Consegna ->
Cita alla lettera il passo del testo sul caso Pannella che inizia con «Il caso Pannella» e termina con «discussione al Parlamento.».

Testo di riferimento ->
Il caso Pannella esplode sulla stampa: lo scrittore friulano lo intervista per il settimanale «Il Mondo»; il «Corriere della sera» apre un dibattito, ripreso da altri quotidiani e periodici; gli intellettuali prendono posizione pro e contro lo sciopero della fame, a cominciare da Moravia e Sciascia. Giorgio Bocca, nella sua rubrica su «L'Espresso», lo difende e attacca il compromesso storico già operante fra comunisti e democristiani. Il Psi suggerisce che sia invitato a un dibattito tv sul "diritto di famiglia", in discussione al Parlamento.

Il 18 luglio 1974 viene ricevuto, a titolo personale, dal Presidente Giovanni Leone. Quella sera stessa lo convocano in via Teulada per registrare una trasmissione di Tribuna politica. Si presenta davanti alle telecamere con il suo maglione dolcevita e il pendaglio pacifista. Ignora le domande del moderatore, Gino Pallotta, per urlare che, dopo la vittoria referendaria, l’Italia non è diventata vittima di lesbiche e omosessuali, come aveva annunciato Fanfani. È indebolito dal lungo digiuno, ma trova la forza per inveire contro la legge criminogena che provoca aborti clandestini di massa, mentre le signore benestanti interrompono la gravidanza con 500mila lire in cliniche private, confortate dall'assistenza psicologica e da quella religiosa. Pallotta è impietrito, inerte, non osa interromperlo.

Aborto, lesbiche, omosessuali: non si sono mai sentite simili “sconcezze” alla tv italiana. Si tenta di censurare la trasmissione, ma si ottiene solo lo spostamento di canale, dal primo al secondo, e una variazione di orario, dalle nove alle dieci. Contemporaneamente si manda in onda su Rai Uno un programma di grande richiamo. Tutto inutile: Pannella ha il volto emaciato e fissa magneticamente l’obiettivo conquistando i telespettatori con la sua predica da “santone”.

Dati forniti ->
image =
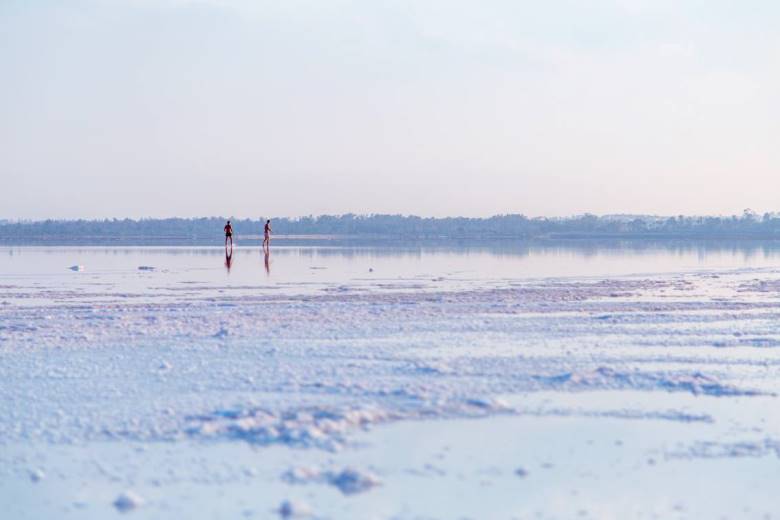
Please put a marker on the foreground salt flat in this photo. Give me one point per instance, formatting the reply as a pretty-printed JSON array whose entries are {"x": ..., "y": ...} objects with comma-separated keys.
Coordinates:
[{"x": 623, "y": 397}]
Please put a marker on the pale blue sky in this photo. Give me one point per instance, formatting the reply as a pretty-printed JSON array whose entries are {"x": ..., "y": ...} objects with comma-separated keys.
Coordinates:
[{"x": 171, "y": 107}]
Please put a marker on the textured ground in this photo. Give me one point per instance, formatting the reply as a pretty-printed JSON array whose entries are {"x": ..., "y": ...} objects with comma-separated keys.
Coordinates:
[{"x": 645, "y": 397}]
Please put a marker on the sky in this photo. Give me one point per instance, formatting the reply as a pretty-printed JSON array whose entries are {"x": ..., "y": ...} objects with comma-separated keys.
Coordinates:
[{"x": 251, "y": 108}]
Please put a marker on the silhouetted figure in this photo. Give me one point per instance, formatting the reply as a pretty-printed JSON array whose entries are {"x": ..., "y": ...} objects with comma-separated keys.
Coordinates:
[
  {"x": 229, "y": 257},
  {"x": 267, "y": 234},
  {"x": 228, "y": 234}
]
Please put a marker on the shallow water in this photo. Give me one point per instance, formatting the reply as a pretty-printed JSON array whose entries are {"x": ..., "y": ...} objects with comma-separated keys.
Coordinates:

Risposta all'esercizio ->
Il caso Pannella esplode sulla stampa: lo scrittore friulano lo intervista per il settimanale «Il Mondo»; il «Corriere della sera» apre un dibattito, ripreso da altri quotidiani e periodici; gli intellettuali prendono posizione pro e contro lo sciopero della fame, a cominciare da Moravia e Sciascia. Giorgio Bocca, nella sua rubrica su «L'Espresso», lo difende e attacca il compromesso storico già operante fra comunisti e democristiani. Il Psi suggerisce che sia invitato a un dibattito tv sul "diritto di famiglia", in discussione al Parlamento.